## Excerpt to read:
* * *

ISIL’s defeat in Kobane further shatters the organisation’s claims to invincibility, particularly as it coincides with the group’s retreat from Kurdish and other Iraqi forces in northern and central Iraq.
ISIL has not officially reacted to the Kurdish statements about its defeat in Kobane city proper. But many ISIL members took to social media to post messages of denial and support for fellow fighters in Kobane.
|Kurds on verge of ‘taking full control’ of Kobane|
One account that appeared to belong to an ISIL member or sympathiser posted a snapshot of tweets from international news outlets regarding Kurds’ victory in Kobane and urged fellow ISIL members not to trust such reports.
Kurdish officials in Kobane say they still have to “cleanse” the remnants of ISIL’s presence in the city.
“There are many mines and bombs planted around,” said Idriss Naasan, the deputy foreign minister of Kobane’s administration.
“There are also many corpses of Daesh fighters that need to be removed.”
The final push against ISIL inside Kobane city occurred on Monday as Kurdish forces regained control of Kaniye Kurdan and Miktel neighbourhoods on the eastern edges of the city.
The operation was aided by as many as 17 air strikes carried out by the US-led coalition on Sunday and Monday, according to an announcement from the US military.
Following the victory in Kobane, images spread on social media of jubilant local forces dancing to the tune of Kurdish songs. Kurdish civilians in Syria, Turkey, Iraq, Iran and as far as Europe took to the streets to celebrate the “liberation” of Kobane – a city that has become a powerful symbol of resistance and nationalist aspirations for Kurds.
This sends a message to the coalition and the world that Daesh can be eliminated if there is a determined fighting force on the ground such as the Kurds in Kobane … with the major impact that airstrikes can have.

* * *

## Data supplied:
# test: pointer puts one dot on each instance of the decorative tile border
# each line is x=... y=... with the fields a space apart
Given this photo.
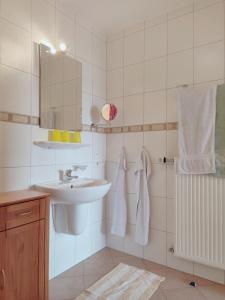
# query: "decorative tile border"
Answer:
x=18 y=118
x=32 y=120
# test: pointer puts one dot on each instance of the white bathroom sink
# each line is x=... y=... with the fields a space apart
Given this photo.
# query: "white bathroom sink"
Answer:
x=77 y=191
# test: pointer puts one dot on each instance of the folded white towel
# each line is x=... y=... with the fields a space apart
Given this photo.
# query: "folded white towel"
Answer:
x=196 y=130
x=143 y=171
x=119 y=198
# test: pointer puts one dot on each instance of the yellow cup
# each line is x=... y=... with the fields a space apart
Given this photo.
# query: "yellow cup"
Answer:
x=65 y=137
x=56 y=135
x=50 y=136
x=76 y=138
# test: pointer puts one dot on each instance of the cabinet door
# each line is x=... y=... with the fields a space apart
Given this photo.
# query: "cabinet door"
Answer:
x=22 y=262
x=2 y=265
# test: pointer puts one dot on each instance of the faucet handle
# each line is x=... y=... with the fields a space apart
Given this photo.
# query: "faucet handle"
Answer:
x=79 y=167
x=61 y=175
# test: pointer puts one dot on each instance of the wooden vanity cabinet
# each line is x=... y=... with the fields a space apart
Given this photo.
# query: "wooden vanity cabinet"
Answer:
x=24 y=235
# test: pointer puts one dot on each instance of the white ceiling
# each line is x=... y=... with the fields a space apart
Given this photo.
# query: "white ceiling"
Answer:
x=114 y=15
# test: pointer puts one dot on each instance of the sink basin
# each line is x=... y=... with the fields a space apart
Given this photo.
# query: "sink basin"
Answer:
x=77 y=191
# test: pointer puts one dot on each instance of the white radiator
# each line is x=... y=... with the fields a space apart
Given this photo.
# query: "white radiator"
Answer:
x=200 y=219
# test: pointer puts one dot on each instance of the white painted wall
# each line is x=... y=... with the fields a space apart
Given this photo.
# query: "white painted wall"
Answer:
x=145 y=64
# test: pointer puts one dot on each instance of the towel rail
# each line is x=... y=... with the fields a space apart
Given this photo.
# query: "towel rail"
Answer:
x=166 y=160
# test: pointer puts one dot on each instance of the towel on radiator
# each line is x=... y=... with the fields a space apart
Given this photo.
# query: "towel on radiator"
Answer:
x=119 y=198
x=220 y=131
x=196 y=130
x=142 y=172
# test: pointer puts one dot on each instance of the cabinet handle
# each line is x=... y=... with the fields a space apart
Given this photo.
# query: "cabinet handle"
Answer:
x=2 y=286
x=24 y=213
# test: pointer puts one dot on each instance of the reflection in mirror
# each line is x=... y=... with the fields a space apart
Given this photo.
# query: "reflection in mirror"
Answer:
x=60 y=90
x=109 y=112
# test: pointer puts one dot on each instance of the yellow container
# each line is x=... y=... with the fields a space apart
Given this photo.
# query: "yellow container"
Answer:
x=75 y=137
x=56 y=135
x=50 y=135
x=65 y=137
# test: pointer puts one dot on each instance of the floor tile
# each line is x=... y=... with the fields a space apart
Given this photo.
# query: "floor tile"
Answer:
x=184 y=294
x=68 y=285
x=214 y=292
x=66 y=288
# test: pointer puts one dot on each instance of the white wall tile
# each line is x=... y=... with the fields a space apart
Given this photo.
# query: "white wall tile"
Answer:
x=171 y=174
x=35 y=96
x=158 y=213
x=87 y=109
x=39 y=156
x=12 y=179
x=174 y=261
x=180 y=68
x=114 y=145
x=65 y=32
x=42 y=174
x=115 y=83
x=206 y=30
x=180 y=33
x=156 y=41
x=155 y=74
x=18 y=12
x=99 y=52
x=99 y=147
x=14 y=145
x=155 y=107
x=43 y=20
x=97 y=211
x=130 y=246
x=158 y=181
x=86 y=77
x=99 y=82
x=15 y=46
x=172 y=105
x=84 y=43
x=209 y=64
x=115 y=54
x=180 y=12
x=133 y=143
x=118 y=121
x=155 y=143
x=199 y=4
x=133 y=112
x=133 y=79
x=15 y=89
x=134 y=48
x=156 y=248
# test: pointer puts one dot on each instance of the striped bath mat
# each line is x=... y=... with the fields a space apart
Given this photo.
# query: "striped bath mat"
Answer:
x=123 y=282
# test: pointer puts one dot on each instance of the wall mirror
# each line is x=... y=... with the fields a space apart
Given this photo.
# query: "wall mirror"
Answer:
x=60 y=90
x=109 y=112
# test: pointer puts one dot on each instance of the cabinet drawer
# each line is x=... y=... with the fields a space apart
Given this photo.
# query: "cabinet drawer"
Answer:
x=22 y=213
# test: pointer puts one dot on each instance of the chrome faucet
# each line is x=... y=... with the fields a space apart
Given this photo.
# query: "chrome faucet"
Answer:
x=66 y=176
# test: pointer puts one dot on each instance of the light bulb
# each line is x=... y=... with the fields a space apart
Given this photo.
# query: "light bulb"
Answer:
x=62 y=47
x=53 y=50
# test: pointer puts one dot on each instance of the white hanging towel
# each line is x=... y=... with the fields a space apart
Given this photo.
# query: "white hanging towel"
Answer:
x=119 y=198
x=142 y=172
x=196 y=130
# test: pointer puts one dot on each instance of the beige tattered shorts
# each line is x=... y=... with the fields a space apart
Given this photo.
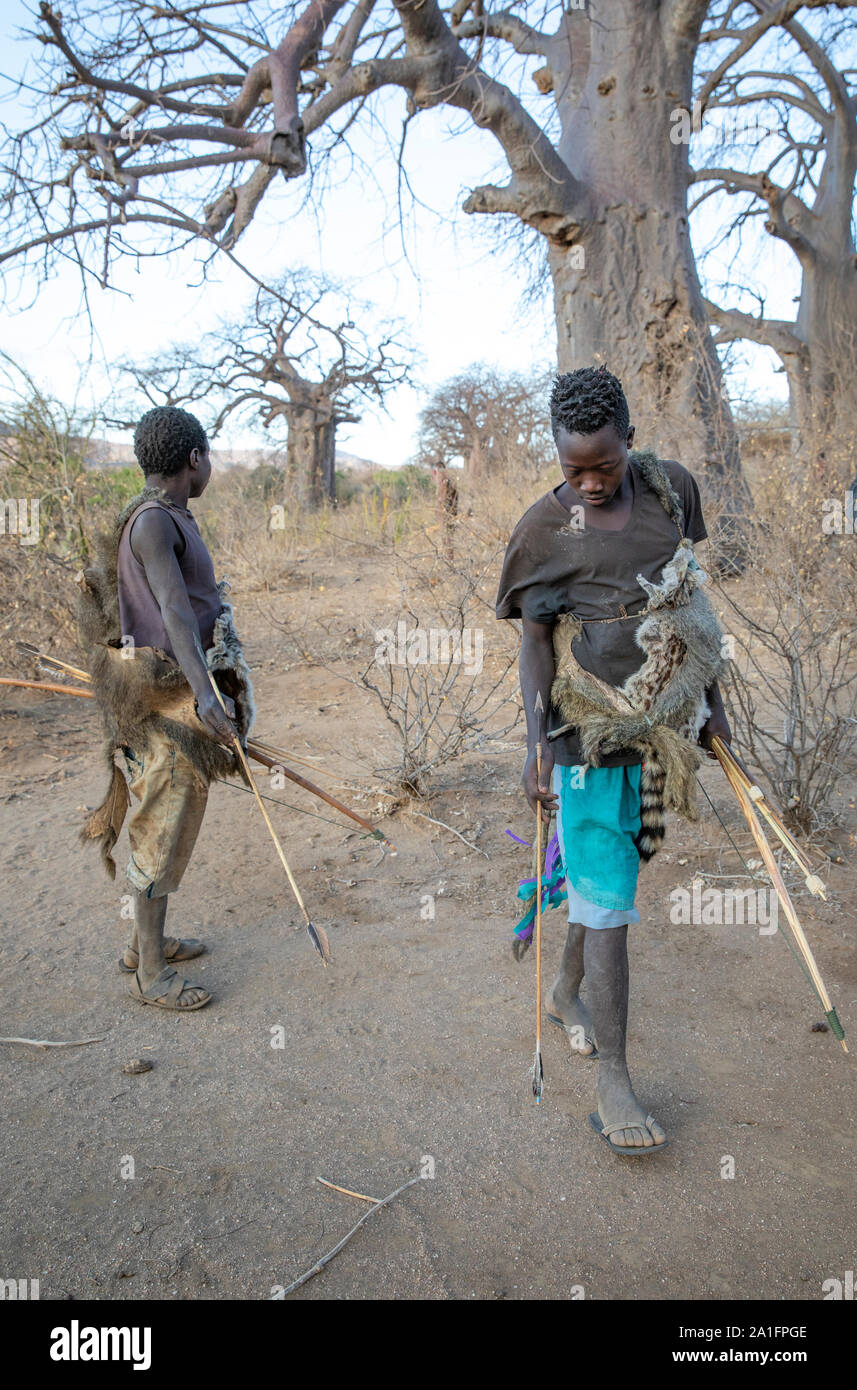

* * *

## The problem:
Write the next part of the news excerpt about ISIL's defeat in Kobane, starting after its last sentence. The lines have no connection to the news excerpt about ISIL's defeat in Kobane.

## Task output:
Kobane has been under varying degrees of siege since the summer of 2013 by different groups, including some brigades of the Free Syrian Army (FSA), and later ISIL.
ISIL launched a major offensive on Kobane in September in an attempt to control much of the lengthy border between Syria and Turkey. In a matter of days, the group swept through Kobane’s countryside, and at one point had taken over most of the city itself, except for a couple of square kilometres still under the Kurds’ control.
But a series of images shot just a few hundred metres away – by journalists positioned on the Turkish side of the border with Kobane – of the battle inside the city prompted an international response.
On September 23, US aircraft bombed ISIL positions in Kobane. A month later, Turkey allowed Iraqi Kurdish Peshmerga forces equipped with heavy weapons to cross its territory to assist the anti-ISIL forces in Kobane.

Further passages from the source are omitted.